__GIVEN REQUEST__
Could you render the listing below as a numbered list, skipping blank lines and leaving out the pictures?

__EXERCISE MATERIALS__
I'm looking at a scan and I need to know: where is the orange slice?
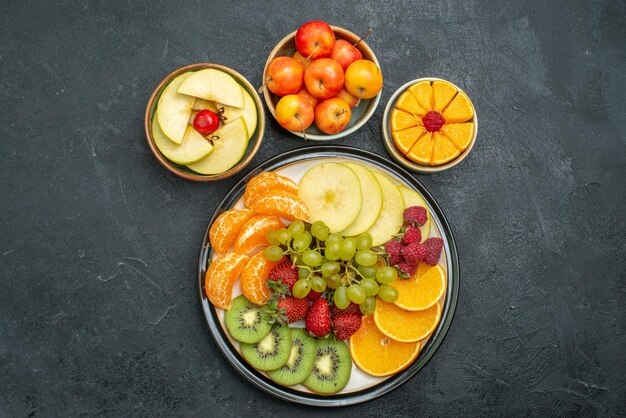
[391,126,426,155]
[350,315,422,376]
[442,91,474,124]
[209,209,252,254]
[235,215,285,254]
[433,80,457,113]
[396,91,428,117]
[391,109,422,132]
[243,171,298,207]
[241,251,278,306]
[204,252,249,309]
[430,132,461,165]
[391,263,446,311]
[251,189,309,222]
[439,122,474,151]
[406,132,433,165]
[374,299,441,343]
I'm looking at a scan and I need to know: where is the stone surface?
[0,0,626,417]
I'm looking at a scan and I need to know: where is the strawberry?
[304,298,330,337]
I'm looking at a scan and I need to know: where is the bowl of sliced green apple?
[144,63,265,181]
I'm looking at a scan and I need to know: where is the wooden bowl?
[263,26,382,141]
[144,63,265,181]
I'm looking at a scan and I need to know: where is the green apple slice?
[398,185,430,241]
[367,171,404,246]
[187,118,248,174]
[156,73,195,144]
[341,163,383,237]
[152,118,213,165]
[298,162,362,232]
[178,68,243,108]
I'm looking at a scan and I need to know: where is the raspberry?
[422,110,446,132]
[404,206,428,226]
[424,238,443,266]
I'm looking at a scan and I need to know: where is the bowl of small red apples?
[263,20,383,141]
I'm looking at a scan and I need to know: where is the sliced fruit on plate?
[187,118,248,174]
[177,68,244,108]
[204,253,248,309]
[224,295,272,344]
[341,163,383,237]
[304,338,352,395]
[298,163,362,233]
[267,328,317,386]
[350,315,422,376]
[374,300,441,343]
[367,171,404,246]
[152,118,213,165]
[156,73,195,144]
[391,263,446,311]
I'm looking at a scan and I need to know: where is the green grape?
[376,267,398,284]
[289,221,304,237]
[361,279,378,296]
[359,297,376,315]
[354,250,378,267]
[356,232,372,250]
[347,284,367,305]
[378,284,398,302]
[302,250,324,267]
[339,238,356,261]
[311,276,326,293]
[291,279,311,299]
[263,245,283,261]
[333,286,350,309]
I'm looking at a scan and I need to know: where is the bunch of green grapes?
[263,221,398,315]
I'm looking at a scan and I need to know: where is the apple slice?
[152,118,213,165]
[398,185,430,241]
[367,171,404,246]
[156,73,195,144]
[298,163,362,232]
[341,163,383,237]
[187,118,248,174]
[178,68,243,108]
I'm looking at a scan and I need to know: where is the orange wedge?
[204,252,249,309]
[374,299,441,343]
[391,263,446,311]
[209,209,252,254]
[235,215,285,255]
[350,315,422,376]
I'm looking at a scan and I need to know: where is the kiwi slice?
[224,295,272,344]
[268,328,317,386]
[304,338,352,395]
[241,325,291,371]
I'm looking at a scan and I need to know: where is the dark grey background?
[0,0,626,417]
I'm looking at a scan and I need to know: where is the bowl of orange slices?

__FINISHED TASK__
1. I'm looking at a scan and I need to know: where is the orange slice?
2. [391,126,426,155]
3. [350,315,422,376]
4. [442,91,474,124]
5. [209,209,252,254]
6. [235,215,285,254]
7. [433,80,457,113]
8. [396,91,428,117]
9. [391,109,422,132]
10. [243,171,298,207]
11. [241,251,278,306]
12. [204,252,249,309]
13. [430,132,461,165]
14. [391,263,446,311]
15. [251,189,309,222]
16. [439,122,474,151]
17. [406,132,433,165]
18. [374,299,441,343]
19. I'm looking at a scan and I need to know: where is the stone surface?
20. [0,0,626,417]
21. I'm looking at a scan and I need to know: where is the strawberry?
22. [304,298,330,337]
23. I'm looking at a scan and I need to know: where is the bowl of sliced green apple?
24. [144,63,265,181]
25. I'm looking at a scan and I need to know: where is the wooden bowl?
26. [263,26,382,141]
27. [144,63,265,181]
28. I'm looking at a scan and I need to know: where is the green apple slice?
29. [398,185,430,241]
30. [367,171,404,246]
31. [187,118,248,174]
32. [156,73,195,144]
33. [341,163,383,237]
34. [152,118,213,165]
35. [298,162,362,232]
36. [178,68,243,108]
37. I'm looking at a scan and I need to know: where is the raspberry?
38. [422,110,446,132]
39. [404,206,428,226]
40. [424,238,443,266]
41. I'm looking at a scan and I need to know: where is the bowl of small red apples?
42. [263,20,383,141]
43. I'm looking at a scan and I need to know: where is the sliced fruit on plate?
44. [187,118,248,174]
45. [177,68,244,108]
46. [204,253,248,309]
47. [224,295,272,344]
48. [341,163,383,237]
49. [304,338,352,395]
50. [298,163,362,233]
51. [267,328,317,386]
52. [350,315,422,376]
53. [374,300,441,343]
54. [367,171,404,246]
55. [152,118,213,165]
56. [156,73,195,144]
57. [391,263,446,311]
58. I'm looking at a scan and I need to know: where is the green grape?
59. [376,267,398,284]
60. [289,221,304,237]
61. [361,279,378,296]
62. [359,297,376,315]
63. [354,250,378,267]
64. [356,232,372,250]
65. [347,284,367,305]
66. [378,284,398,302]
67. [302,250,324,267]
68. [339,238,356,261]
69. [311,276,326,293]
70. [291,279,311,299]
71. [263,245,283,261]
72. [333,286,350,309]
73. I'm looking at a scan and I need to know: where is the bunch of green grapes?
74. [263,221,398,315]
75. I'm looking at a scan and I need to know: where is the apple slice?
76. [152,118,213,165]
77. [398,185,430,241]
78. [367,171,404,246]
79. [156,73,195,144]
80. [298,163,362,232]
81. [341,163,383,237]
82. [187,118,248,174]
83. [178,68,243,108]
84. I'm looking at a scan and I need to know: where is the orange wedge?
85. [204,252,249,309]
86. [374,299,441,343]
87. [391,263,446,311]
88. [209,209,252,254]
89. [235,215,285,255]
90. [350,315,422,376]
91. I'm looking at a scan and I need to know: where is the kiwi slice?
92. [224,295,272,344]
93. [268,328,317,386]
94. [304,338,352,395]
95. [241,325,291,371]
96. I'm looking at a scan and I need to know: where is the dark grey background?
97. [0,0,626,417]
98. I'm looking at a scan and I need to know: where is the bowl of orange slices?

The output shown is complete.